» EXERCISE GOAL
List every line below that contains the word "front".

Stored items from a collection
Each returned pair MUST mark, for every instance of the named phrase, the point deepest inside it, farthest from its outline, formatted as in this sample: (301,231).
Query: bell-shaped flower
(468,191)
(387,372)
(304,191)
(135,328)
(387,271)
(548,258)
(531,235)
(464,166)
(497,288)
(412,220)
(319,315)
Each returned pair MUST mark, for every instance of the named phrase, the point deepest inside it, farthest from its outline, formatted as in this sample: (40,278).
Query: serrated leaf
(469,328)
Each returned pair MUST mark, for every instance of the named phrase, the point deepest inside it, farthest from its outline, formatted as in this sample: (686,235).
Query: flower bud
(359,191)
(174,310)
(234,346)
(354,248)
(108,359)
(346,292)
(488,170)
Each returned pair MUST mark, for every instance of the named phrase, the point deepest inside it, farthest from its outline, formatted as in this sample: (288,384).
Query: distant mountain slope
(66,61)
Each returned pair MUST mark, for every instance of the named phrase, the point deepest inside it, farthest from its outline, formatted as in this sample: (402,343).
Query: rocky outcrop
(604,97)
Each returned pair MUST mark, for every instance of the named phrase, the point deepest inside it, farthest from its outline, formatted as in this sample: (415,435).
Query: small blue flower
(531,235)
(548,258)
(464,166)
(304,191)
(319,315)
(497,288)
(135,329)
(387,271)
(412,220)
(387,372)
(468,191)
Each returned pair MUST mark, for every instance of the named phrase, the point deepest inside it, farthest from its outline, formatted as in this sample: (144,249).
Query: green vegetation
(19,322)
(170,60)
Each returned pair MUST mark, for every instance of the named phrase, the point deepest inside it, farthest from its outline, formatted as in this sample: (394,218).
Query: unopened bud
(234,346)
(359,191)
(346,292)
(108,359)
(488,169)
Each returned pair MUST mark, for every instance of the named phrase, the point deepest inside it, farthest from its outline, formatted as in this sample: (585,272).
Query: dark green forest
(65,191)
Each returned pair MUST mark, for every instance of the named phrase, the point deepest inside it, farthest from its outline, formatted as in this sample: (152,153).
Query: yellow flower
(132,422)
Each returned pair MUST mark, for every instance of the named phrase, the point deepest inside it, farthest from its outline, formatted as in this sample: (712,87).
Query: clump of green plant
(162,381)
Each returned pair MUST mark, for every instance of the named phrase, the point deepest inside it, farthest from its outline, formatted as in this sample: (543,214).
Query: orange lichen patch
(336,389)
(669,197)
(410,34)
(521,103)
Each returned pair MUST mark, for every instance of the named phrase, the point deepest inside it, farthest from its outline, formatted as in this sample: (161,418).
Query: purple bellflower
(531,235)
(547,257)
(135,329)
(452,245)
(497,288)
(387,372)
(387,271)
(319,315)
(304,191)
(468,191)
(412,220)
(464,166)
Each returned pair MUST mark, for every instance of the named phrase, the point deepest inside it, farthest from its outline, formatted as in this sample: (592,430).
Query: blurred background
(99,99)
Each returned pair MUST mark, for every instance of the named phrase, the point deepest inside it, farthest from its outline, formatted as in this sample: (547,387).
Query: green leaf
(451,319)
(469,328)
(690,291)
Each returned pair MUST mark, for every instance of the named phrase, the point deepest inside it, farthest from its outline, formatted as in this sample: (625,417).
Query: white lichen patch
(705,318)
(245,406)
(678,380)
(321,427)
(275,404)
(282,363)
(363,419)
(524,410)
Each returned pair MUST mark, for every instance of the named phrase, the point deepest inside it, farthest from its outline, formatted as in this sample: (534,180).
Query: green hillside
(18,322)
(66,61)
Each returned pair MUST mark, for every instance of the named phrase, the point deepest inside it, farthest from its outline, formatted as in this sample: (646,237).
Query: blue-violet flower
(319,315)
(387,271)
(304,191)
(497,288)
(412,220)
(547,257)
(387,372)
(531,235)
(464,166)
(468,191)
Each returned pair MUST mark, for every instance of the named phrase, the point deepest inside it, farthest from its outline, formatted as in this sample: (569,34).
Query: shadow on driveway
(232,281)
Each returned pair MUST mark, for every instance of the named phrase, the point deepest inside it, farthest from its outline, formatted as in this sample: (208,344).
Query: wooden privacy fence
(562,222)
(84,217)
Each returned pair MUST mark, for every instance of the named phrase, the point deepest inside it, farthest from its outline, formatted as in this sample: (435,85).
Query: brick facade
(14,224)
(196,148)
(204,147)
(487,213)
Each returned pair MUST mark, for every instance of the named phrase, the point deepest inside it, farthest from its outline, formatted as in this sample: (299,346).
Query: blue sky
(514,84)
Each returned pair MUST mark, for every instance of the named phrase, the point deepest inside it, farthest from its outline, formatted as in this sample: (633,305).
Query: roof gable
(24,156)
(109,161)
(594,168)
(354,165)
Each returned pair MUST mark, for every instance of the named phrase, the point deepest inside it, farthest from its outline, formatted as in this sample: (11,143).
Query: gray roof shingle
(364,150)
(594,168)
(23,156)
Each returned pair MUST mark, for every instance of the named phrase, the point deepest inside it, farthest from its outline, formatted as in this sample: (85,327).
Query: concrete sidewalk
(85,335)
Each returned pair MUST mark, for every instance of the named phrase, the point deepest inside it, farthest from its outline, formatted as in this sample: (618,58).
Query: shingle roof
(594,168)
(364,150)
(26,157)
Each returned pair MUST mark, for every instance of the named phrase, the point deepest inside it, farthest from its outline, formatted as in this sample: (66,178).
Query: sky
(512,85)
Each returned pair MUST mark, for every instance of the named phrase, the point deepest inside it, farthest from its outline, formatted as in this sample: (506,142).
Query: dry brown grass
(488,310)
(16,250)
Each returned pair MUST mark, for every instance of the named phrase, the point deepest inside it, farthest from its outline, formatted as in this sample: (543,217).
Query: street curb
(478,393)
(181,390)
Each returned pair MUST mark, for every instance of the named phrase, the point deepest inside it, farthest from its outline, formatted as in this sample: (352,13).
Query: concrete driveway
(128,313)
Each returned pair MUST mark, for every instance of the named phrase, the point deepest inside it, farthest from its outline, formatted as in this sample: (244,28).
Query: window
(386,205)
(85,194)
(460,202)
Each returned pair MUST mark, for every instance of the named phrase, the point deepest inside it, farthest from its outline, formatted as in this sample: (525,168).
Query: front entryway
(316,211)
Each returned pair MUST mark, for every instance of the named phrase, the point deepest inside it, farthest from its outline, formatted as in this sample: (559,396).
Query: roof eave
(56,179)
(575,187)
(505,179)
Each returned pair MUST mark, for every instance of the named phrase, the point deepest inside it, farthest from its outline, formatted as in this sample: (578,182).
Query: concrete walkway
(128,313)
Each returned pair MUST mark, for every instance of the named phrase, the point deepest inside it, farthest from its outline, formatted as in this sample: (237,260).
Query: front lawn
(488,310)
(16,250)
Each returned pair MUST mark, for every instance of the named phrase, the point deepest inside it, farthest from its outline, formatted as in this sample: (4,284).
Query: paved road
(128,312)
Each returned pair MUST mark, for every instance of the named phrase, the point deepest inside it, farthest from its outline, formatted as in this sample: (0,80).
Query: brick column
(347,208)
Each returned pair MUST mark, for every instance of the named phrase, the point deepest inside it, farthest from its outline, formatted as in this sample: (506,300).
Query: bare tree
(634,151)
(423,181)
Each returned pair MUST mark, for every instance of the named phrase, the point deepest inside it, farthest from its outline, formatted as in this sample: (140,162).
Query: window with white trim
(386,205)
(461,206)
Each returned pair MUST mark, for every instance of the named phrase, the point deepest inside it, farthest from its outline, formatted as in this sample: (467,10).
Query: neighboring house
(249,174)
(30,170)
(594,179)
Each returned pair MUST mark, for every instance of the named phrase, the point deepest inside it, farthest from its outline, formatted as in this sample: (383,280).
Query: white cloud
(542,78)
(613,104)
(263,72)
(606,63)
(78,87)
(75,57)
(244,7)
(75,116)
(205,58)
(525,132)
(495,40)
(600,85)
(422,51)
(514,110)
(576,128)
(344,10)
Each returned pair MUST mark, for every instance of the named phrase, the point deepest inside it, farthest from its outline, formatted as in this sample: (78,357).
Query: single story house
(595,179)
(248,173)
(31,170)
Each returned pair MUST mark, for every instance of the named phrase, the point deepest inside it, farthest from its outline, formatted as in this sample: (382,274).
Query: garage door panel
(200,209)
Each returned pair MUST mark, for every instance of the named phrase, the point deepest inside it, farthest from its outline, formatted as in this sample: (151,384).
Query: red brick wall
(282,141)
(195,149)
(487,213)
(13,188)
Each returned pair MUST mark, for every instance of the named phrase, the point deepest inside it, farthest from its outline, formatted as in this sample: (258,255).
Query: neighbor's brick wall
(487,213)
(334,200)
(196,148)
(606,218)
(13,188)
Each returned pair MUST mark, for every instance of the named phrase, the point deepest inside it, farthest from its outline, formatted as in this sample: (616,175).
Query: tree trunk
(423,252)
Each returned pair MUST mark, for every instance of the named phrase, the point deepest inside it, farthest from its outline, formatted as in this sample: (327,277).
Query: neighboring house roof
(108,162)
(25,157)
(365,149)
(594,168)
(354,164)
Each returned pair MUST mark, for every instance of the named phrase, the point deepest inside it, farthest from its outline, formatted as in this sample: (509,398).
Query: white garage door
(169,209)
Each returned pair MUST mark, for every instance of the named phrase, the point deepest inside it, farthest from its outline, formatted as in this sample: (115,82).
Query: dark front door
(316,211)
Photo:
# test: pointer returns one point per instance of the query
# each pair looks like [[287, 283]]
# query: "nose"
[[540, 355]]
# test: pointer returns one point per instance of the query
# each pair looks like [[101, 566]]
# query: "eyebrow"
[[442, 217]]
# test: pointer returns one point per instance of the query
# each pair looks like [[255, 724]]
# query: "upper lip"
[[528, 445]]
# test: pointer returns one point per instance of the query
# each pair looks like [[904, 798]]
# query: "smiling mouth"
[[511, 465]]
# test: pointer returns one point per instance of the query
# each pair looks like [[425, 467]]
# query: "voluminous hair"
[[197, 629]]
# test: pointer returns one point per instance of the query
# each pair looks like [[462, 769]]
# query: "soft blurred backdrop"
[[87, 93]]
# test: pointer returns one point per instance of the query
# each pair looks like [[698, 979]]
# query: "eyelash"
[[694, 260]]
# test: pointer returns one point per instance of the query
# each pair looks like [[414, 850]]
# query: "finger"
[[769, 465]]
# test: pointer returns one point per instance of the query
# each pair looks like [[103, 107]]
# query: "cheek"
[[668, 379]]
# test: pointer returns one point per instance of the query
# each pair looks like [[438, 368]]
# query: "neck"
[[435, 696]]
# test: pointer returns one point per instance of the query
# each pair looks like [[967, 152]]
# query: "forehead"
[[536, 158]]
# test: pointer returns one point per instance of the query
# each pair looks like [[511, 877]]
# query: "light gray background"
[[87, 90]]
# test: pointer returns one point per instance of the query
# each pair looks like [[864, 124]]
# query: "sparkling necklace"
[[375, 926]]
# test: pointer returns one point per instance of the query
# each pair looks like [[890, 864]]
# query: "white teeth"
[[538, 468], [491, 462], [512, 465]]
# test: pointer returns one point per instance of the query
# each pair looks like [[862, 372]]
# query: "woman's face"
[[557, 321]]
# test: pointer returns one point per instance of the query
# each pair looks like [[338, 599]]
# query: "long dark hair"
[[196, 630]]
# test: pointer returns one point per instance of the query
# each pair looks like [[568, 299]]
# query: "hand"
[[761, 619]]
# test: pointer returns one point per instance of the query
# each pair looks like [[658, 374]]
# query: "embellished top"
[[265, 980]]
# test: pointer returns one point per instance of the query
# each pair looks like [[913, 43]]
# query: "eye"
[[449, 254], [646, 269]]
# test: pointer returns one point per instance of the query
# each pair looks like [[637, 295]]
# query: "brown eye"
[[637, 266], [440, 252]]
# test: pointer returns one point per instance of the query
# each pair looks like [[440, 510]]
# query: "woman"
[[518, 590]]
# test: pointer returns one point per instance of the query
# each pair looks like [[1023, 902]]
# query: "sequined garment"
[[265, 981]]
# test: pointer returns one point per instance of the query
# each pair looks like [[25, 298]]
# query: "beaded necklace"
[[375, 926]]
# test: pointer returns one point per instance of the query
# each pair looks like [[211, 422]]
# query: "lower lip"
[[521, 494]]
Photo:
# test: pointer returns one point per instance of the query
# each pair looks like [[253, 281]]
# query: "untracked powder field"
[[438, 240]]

» CORRECT ANSWER
Query: front entryway
Query: front lawn
Query: dark front door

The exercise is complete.